● **SUPPLIED TEXT**:
WebHarvest
Architecture

Modular, plugin-based, extensible design

Understanding the core architecture, plugin system, and execution model that powers WebHarvest's flexibility and performance.

System Architecture (v2.2)

Modular design with clear separation of concerns

System Architecture Diagram

webharvest-ide Web-based IDE
webharvest-cli Command-line tool
webharvest-core (Framework) 47 Plugins • Parser • Runtime • DI • Sessions • Events
webharvest-database External Plugin
webharvest-mail External Plugin
webharvest-ftp External Plugin
webharvest-zip External Plugin
webharvest-webbrowser External Plugin

Architecture: webharvest-core is the foundation. Applications (IDE, CLI) and external plugins build on top.

Module Breakdown

Core framework and external plugins

webharvest-core

The Foundation: Framework with 47 built-in plugins, parser, runtime engine, DI, session management, and token tracking.

Required 47 Plugins

webharvest-cli

Command-Line Tool: Run configurations from terminal, scripting support, batch processing.

Optional

webharvest-ide

Web IDE: Embedded Jetty server, Monaco editor, real-time WebSocket updates, per-tab workspaces.

Optional Jetty 11

External Plugins

Extensions: Database, Mail, FTP, ZIP, Web Browser - separate modules, auto-discovered when on classpath.

● **SUPPLIED INFORMATION**:
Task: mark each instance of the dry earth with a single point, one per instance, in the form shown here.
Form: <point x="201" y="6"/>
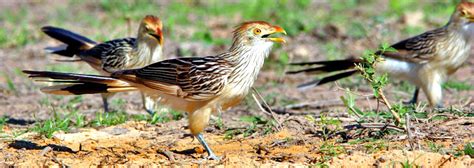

● **GOALS**:
[A] In the WebHarvest architecture page, what server is embedded in the web IDE?
[B] Carry on writing the WebHarvest architecture page, picking up right after its last line about external plugins.

● **ANSWERS TO THE EXERCISE**:
[A] Jetty (version 11).

[B]
Optional 5+ Plugins

Execution Flow

From XML configuration to results

Request Execution Pipeline

1. Configuration Loading config.xml → SAXConfigParser → XmlNode tree
2. Definition Resolution <http> → HttpDef → HttpPlugin mapping
3. Plugin Registration @CorePlugin discovery → PluginRegistry
4. Dependency Injection Guice → @Inject HttpService, etc.
5. Session Creation UUID + SessionMetrics + TokenTracker
6. Execution Scraper.execute() → Plugins → Variables
7. Event Broadcasting SessionStarted → SessionCompleted
8. Results & Cleanup Variables extracted • Metrics calculated

Plugin System

How plugins are discovered, registered, and executed

Plugin Discovery

  • Classpath Scanning: Reflections library scans for @CorePlugin and @Autoscanned
  • Dual Architecture: Old @Definition + new @CorePlugin coexist
  • Namespace Mapping: XML namespace → Plugin class
  • Runtime Registration: Plugins can be added at runtime

Dependency Injection

  • Guice Modules: ConfigModule, ServicesModule
  • Static Injection: BaseTemplater uses static DI
  • Service Location: InjectorHelper.getInjector()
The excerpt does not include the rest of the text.